Repeat exactly the lines of the listing from the line containing "distant mountain in" through its last line, and nothing beyond them.
____
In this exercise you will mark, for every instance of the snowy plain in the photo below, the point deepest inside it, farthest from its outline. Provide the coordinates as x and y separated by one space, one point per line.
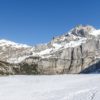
54 87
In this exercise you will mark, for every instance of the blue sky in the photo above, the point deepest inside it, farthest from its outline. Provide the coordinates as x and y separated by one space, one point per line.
37 21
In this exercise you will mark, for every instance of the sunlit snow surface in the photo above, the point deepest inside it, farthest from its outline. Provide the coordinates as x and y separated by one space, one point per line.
61 87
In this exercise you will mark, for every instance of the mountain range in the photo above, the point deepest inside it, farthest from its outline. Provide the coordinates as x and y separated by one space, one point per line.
77 51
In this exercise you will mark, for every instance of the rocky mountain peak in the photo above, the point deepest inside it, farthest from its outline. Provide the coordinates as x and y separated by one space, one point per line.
82 31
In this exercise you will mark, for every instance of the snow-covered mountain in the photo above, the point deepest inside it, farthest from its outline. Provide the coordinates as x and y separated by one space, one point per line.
71 52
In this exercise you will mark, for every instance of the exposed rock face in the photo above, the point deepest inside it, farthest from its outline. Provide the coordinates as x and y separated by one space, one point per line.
73 52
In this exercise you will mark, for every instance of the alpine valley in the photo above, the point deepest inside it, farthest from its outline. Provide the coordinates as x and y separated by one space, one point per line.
77 51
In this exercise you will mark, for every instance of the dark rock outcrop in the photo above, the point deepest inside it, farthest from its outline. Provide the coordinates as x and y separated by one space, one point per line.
76 52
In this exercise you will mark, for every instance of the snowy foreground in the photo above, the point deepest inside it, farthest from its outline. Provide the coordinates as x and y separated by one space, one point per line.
60 87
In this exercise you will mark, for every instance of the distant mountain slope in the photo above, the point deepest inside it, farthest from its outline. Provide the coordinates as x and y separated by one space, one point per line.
72 52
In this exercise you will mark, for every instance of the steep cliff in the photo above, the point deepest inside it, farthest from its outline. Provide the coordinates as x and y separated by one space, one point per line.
73 52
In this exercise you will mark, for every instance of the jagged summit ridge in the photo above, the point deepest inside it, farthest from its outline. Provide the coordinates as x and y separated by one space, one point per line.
68 53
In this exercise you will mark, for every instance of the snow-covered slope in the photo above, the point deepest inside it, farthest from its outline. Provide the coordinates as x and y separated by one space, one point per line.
61 87
15 53
71 52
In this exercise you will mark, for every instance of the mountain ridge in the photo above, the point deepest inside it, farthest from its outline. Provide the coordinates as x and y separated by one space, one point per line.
69 53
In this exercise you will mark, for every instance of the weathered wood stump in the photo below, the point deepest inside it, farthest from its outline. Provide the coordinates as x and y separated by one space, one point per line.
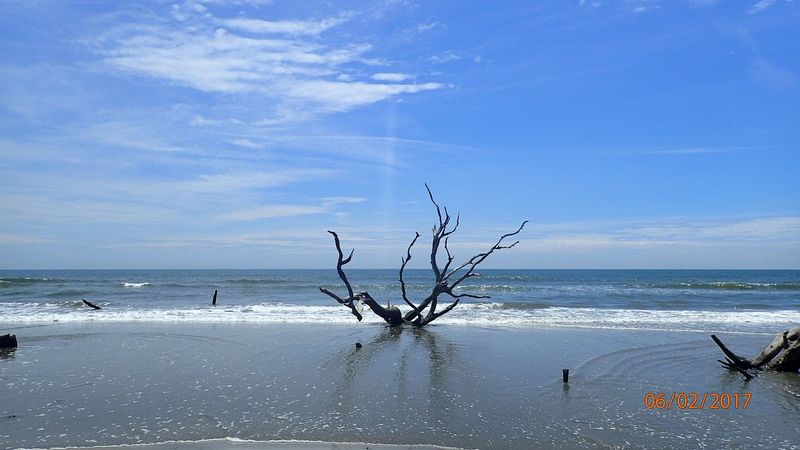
781 355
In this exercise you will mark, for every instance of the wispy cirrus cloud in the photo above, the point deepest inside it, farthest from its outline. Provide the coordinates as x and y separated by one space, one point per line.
288 27
287 62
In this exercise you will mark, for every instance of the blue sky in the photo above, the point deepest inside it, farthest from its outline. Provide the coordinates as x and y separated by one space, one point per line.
233 133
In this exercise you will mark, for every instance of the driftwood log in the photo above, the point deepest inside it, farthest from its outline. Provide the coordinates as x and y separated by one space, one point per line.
8 341
446 278
782 355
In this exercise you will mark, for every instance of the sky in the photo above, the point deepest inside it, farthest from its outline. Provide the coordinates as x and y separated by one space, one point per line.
234 133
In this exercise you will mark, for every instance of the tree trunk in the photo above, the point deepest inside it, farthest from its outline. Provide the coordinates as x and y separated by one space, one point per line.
785 346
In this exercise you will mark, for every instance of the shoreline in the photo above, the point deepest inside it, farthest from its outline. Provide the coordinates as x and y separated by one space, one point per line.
242 444
454 386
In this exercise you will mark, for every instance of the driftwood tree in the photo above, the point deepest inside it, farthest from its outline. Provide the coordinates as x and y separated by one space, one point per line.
782 355
446 278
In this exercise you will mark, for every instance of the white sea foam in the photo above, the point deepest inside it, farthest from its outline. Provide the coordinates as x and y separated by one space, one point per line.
472 314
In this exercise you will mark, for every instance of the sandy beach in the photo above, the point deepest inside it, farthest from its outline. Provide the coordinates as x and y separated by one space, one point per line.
182 385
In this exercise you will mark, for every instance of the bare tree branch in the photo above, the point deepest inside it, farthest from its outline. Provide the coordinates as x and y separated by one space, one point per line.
426 311
341 262
402 269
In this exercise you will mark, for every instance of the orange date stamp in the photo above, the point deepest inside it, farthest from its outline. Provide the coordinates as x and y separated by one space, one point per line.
696 400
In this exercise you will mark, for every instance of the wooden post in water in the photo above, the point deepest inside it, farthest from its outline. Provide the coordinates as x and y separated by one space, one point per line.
8 341
90 304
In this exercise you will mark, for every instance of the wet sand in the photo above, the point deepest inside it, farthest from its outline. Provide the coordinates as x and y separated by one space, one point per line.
97 384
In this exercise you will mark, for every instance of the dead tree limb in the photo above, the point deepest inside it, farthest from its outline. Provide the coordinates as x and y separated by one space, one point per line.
785 346
446 279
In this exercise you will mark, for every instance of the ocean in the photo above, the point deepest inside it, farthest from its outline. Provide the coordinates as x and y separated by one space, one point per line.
759 301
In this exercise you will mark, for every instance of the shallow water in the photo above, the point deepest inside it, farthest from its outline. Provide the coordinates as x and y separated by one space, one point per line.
108 384
678 300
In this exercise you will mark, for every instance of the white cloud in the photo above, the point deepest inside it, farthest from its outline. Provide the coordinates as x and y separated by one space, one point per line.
272 212
428 26
21 239
341 96
287 63
247 143
761 6
770 74
444 57
288 27
331 201
388 76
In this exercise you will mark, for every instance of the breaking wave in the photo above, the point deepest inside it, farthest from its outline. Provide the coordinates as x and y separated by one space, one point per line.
494 314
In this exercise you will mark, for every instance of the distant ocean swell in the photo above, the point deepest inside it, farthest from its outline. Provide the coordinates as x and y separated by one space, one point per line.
490 314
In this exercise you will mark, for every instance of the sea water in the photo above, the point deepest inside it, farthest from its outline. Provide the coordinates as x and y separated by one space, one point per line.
680 300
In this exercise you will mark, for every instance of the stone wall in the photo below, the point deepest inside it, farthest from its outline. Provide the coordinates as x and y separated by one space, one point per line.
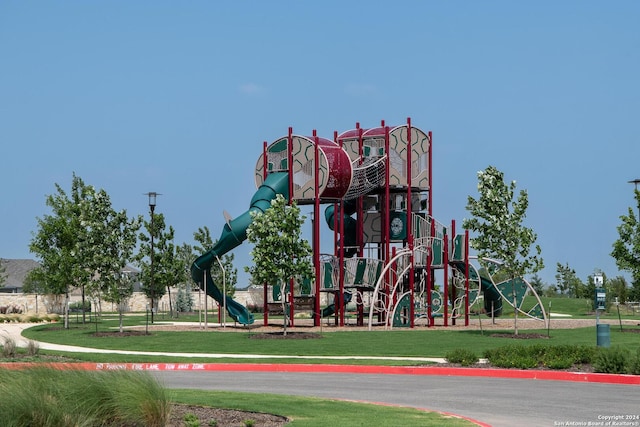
29 303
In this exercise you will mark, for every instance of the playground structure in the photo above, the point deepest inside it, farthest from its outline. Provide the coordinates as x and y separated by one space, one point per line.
391 259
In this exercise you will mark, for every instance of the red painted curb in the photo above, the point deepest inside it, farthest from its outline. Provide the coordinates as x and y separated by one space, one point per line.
350 369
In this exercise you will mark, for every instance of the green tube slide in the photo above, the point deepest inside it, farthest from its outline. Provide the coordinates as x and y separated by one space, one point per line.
233 234
349 225
492 297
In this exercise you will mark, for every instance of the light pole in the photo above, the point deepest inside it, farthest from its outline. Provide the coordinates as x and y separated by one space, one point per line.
636 182
152 206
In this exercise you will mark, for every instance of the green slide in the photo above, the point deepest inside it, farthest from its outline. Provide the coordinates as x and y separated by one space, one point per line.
491 293
331 308
233 234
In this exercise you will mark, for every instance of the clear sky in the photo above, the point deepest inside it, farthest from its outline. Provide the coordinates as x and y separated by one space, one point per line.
177 97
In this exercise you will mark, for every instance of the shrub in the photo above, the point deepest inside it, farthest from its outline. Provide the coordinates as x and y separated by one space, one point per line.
634 363
76 307
512 356
113 398
610 361
9 347
463 356
33 348
553 357
190 420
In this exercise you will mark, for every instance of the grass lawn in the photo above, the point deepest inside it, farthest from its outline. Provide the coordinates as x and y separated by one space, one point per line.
419 342
307 412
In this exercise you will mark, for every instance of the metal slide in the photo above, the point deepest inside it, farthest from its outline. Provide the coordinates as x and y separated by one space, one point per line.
233 234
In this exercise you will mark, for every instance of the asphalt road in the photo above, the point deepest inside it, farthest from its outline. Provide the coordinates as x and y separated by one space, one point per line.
494 401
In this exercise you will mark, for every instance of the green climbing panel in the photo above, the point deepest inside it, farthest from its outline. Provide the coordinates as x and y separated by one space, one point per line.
516 287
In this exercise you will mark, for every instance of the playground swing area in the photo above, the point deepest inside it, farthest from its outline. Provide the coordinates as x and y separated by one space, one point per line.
393 264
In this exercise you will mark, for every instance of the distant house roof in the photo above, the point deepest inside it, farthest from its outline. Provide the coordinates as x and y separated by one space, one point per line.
17 269
15 272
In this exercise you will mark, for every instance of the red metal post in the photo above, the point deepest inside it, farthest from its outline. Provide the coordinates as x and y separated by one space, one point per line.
445 290
290 172
454 291
315 223
265 165
384 211
410 227
466 274
342 239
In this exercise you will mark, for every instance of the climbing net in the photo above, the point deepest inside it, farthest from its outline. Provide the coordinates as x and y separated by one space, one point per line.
367 176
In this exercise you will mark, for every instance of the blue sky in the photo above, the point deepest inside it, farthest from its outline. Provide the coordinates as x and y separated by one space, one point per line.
177 97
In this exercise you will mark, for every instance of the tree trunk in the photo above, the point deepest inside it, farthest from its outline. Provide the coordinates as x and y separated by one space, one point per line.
170 305
515 308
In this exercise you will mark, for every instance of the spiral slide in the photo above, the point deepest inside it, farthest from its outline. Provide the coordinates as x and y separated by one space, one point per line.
233 234
492 296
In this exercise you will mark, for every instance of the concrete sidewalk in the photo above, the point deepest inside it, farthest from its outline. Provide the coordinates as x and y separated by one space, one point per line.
14 331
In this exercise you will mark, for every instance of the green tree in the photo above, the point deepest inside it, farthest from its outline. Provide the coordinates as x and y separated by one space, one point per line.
61 243
280 255
117 289
619 288
184 298
497 219
81 243
587 290
568 283
204 243
34 283
111 241
163 260
626 250
537 284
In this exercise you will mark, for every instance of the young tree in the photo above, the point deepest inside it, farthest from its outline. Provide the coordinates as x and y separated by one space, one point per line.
589 289
626 250
567 282
280 255
619 288
117 289
82 241
2 273
34 283
60 244
163 257
111 241
497 221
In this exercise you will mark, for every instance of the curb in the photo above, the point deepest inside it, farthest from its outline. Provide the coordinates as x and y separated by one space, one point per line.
585 377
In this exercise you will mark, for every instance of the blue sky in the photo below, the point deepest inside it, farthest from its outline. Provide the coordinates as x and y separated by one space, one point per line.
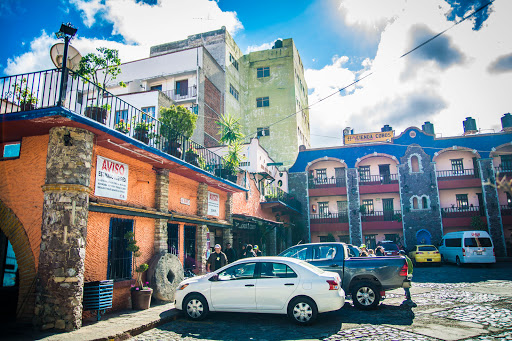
465 72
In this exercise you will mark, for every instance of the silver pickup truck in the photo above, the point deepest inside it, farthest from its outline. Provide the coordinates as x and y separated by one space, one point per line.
365 278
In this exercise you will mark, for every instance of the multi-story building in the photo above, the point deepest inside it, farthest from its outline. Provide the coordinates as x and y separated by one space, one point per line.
208 74
412 188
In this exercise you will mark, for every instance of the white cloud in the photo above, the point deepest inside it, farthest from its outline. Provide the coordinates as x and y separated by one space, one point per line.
418 87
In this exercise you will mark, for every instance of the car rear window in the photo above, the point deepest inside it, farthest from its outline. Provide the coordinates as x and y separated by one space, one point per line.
427 248
390 247
477 242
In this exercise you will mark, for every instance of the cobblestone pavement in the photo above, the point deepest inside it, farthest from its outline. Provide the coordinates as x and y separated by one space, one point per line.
469 303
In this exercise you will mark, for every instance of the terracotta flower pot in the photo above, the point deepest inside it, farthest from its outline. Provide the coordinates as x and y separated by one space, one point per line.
141 299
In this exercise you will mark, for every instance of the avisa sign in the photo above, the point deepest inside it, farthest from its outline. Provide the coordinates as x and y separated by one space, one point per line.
111 179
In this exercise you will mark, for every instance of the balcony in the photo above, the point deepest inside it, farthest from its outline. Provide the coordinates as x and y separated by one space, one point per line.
44 99
181 94
279 200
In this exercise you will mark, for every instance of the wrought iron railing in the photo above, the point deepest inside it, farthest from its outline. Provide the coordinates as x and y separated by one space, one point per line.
329 218
456 173
277 194
395 215
383 179
181 94
326 182
39 90
462 211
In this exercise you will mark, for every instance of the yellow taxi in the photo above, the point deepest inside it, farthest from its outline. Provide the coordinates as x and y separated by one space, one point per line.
425 254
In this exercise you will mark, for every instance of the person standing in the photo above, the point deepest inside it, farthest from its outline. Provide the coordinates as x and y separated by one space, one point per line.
216 260
230 253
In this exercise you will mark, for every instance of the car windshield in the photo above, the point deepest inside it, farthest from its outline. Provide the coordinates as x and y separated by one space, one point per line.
389 247
477 242
427 248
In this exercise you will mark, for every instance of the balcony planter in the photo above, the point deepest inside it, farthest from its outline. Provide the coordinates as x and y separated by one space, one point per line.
141 299
98 114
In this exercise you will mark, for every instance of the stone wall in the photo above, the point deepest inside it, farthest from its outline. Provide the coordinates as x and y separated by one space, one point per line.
64 229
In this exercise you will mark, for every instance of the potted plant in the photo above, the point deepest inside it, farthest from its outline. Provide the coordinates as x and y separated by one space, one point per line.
122 126
140 292
26 100
177 123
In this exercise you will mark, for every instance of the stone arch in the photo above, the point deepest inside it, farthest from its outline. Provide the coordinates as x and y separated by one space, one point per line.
12 227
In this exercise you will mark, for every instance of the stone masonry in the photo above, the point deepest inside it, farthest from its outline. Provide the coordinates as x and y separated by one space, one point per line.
64 229
491 200
354 215
162 205
419 185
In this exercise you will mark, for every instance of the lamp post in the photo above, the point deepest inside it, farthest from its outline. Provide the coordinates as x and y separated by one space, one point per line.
67 31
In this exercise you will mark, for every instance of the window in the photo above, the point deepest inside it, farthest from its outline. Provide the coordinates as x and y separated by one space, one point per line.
11 150
262 102
233 91
262 72
233 61
119 259
364 173
368 205
276 270
462 201
457 166
241 271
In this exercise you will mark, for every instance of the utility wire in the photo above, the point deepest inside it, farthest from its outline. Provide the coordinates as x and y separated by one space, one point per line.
371 73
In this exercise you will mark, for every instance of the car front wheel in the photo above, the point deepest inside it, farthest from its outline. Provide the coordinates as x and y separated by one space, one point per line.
303 310
365 296
195 307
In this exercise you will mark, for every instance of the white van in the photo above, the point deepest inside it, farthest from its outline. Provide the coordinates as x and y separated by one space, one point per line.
467 247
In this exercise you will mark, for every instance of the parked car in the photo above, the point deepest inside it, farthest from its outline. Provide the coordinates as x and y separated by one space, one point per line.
467 247
425 254
365 278
274 285
390 247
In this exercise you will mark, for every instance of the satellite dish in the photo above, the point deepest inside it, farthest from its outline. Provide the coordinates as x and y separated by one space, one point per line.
57 55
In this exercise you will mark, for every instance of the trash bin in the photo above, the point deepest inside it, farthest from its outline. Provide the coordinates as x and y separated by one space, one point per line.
98 296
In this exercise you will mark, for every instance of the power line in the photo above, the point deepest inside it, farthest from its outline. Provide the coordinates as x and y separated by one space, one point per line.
371 73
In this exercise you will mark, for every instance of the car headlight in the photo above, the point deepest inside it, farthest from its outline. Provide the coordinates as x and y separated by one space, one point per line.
183 286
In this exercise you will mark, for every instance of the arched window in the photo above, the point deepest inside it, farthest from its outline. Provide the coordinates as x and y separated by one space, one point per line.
415 203
415 164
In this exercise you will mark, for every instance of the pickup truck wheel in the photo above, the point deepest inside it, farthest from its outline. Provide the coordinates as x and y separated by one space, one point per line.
365 295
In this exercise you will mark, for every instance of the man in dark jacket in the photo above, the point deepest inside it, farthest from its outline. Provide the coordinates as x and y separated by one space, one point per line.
216 260
230 253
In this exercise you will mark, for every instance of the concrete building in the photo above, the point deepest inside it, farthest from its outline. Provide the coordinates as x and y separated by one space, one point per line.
412 188
209 74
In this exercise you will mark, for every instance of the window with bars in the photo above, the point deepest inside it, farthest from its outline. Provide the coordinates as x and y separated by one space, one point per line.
457 166
119 259
262 72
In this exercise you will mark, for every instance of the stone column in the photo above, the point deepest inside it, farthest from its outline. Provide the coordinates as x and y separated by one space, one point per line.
162 205
64 229
201 259
492 206
354 216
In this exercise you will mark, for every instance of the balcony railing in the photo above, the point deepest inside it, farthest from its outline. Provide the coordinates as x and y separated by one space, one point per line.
181 94
329 218
39 90
463 211
382 216
378 179
326 182
276 194
450 174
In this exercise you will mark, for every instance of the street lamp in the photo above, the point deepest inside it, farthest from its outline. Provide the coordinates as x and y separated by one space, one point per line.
67 31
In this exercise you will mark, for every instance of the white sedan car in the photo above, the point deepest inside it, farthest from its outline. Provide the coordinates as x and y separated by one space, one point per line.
274 285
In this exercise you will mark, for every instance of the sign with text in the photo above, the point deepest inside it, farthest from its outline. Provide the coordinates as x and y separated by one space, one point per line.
213 204
111 179
384 136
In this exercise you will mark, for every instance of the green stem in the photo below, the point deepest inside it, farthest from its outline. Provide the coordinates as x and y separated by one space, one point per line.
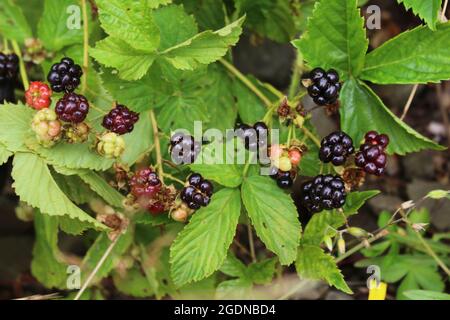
247 82
157 146
85 45
23 71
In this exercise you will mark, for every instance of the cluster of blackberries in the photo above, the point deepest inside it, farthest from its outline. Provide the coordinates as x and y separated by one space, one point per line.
9 67
183 148
325 86
198 193
335 148
254 137
146 187
371 156
284 179
72 108
65 75
324 192
120 120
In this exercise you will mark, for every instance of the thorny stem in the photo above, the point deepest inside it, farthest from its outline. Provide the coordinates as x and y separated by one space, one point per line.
23 71
97 267
247 82
85 45
250 241
157 146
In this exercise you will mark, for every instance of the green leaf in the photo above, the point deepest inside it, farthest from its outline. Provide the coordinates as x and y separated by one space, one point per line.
320 223
428 11
131 22
4 154
274 216
216 162
426 295
31 175
99 247
132 63
47 266
417 56
150 92
57 28
204 48
72 156
268 18
13 24
362 108
337 29
17 118
313 263
201 247
169 19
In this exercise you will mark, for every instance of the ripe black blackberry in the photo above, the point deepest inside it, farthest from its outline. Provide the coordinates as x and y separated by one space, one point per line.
183 148
324 192
284 179
335 148
72 108
65 75
120 120
371 156
254 136
198 193
9 67
325 86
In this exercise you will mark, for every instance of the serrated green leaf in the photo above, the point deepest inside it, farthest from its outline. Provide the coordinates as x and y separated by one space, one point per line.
362 108
47 266
268 18
274 216
417 56
204 48
131 22
426 10
113 52
17 118
169 19
216 162
99 247
58 26
72 156
337 28
201 247
320 223
31 174
313 263
4 154
13 24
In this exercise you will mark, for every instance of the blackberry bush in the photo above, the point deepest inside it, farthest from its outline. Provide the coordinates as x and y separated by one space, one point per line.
120 187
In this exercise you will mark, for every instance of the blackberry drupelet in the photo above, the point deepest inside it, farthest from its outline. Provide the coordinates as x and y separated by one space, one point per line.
65 75
324 192
372 156
72 108
335 148
120 120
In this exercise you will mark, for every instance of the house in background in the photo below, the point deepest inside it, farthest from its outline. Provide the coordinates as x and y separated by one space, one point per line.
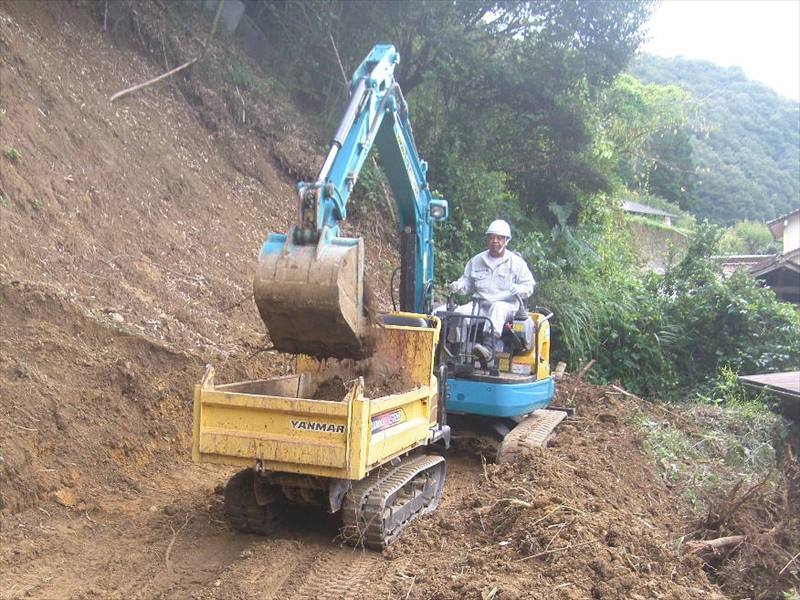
642 209
781 273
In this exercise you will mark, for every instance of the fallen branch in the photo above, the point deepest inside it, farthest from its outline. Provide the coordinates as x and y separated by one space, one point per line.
152 81
129 90
794 558
554 550
172 542
700 547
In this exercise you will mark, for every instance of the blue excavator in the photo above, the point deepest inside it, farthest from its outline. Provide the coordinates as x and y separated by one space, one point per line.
364 451
309 285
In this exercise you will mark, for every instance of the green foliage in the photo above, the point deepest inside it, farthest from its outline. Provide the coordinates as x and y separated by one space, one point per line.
748 151
641 132
725 320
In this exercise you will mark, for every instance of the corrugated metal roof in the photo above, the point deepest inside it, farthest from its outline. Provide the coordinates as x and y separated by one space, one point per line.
644 209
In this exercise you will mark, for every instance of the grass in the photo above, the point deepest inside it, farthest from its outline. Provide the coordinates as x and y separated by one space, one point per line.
720 442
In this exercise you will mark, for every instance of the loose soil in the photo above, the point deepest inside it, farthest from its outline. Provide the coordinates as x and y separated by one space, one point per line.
129 232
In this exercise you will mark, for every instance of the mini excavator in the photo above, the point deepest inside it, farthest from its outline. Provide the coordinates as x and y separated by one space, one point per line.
367 452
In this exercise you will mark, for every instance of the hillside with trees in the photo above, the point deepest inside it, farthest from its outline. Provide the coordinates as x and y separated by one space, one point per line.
745 141
129 233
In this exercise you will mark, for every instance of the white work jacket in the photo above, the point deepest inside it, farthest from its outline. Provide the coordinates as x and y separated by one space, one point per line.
509 278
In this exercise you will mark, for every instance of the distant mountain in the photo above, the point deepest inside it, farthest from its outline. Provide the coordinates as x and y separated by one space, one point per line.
747 147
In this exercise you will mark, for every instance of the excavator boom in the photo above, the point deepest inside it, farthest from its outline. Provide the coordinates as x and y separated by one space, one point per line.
309 282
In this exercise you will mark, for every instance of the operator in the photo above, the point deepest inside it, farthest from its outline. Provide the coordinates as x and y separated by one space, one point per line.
495 277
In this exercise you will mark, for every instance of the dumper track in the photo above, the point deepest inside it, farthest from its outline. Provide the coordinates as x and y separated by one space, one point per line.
242 508
380 506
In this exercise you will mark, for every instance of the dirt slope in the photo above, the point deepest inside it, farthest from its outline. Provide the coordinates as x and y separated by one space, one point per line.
128 237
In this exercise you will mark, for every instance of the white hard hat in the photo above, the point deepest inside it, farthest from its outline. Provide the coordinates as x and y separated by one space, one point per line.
499 227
____
### SOLUTION TO THIS EXERCISE
In this exercise you will mark, for every instance of the distant mountain in the photo above, the point deepest inside it, farthest from its outline. Provide the coordinates as x and y separated by one space, one point per line.
747 147
In this exercise you will mark, for every instance of the excavator boom in the photo above, the point deepest inside it, farthest from its outline. Provide the coordinates as x and y separated by one space, one point per line.
309 282
In this exercise you will mark, for every instance of the operator in the photo above, the point deepest inside it, farthest from its outline. Provide the coordinates as x and y separated by one space, one point per line.
495 277
In this exercise you will mark, for every instance of the dumper track in the photo above, the point deepest inside it, farthest from its outline. Provide the coordinates as x and y separated by one space, one point per line.
242 508
380 506
In this exercise you will mark, for every instance of the dirt slope in the photo above, the point deepest inside it, farthest from its outline. Provide the coordinates as x and y separated by one space, one point per line.
128 237
In this exercise you will mark, for every instance of the white hard hat in the photo above, the point deepest inside it, farthest from its outline. Provide the coordinates as x and y separated by one space, one point per line.
499 227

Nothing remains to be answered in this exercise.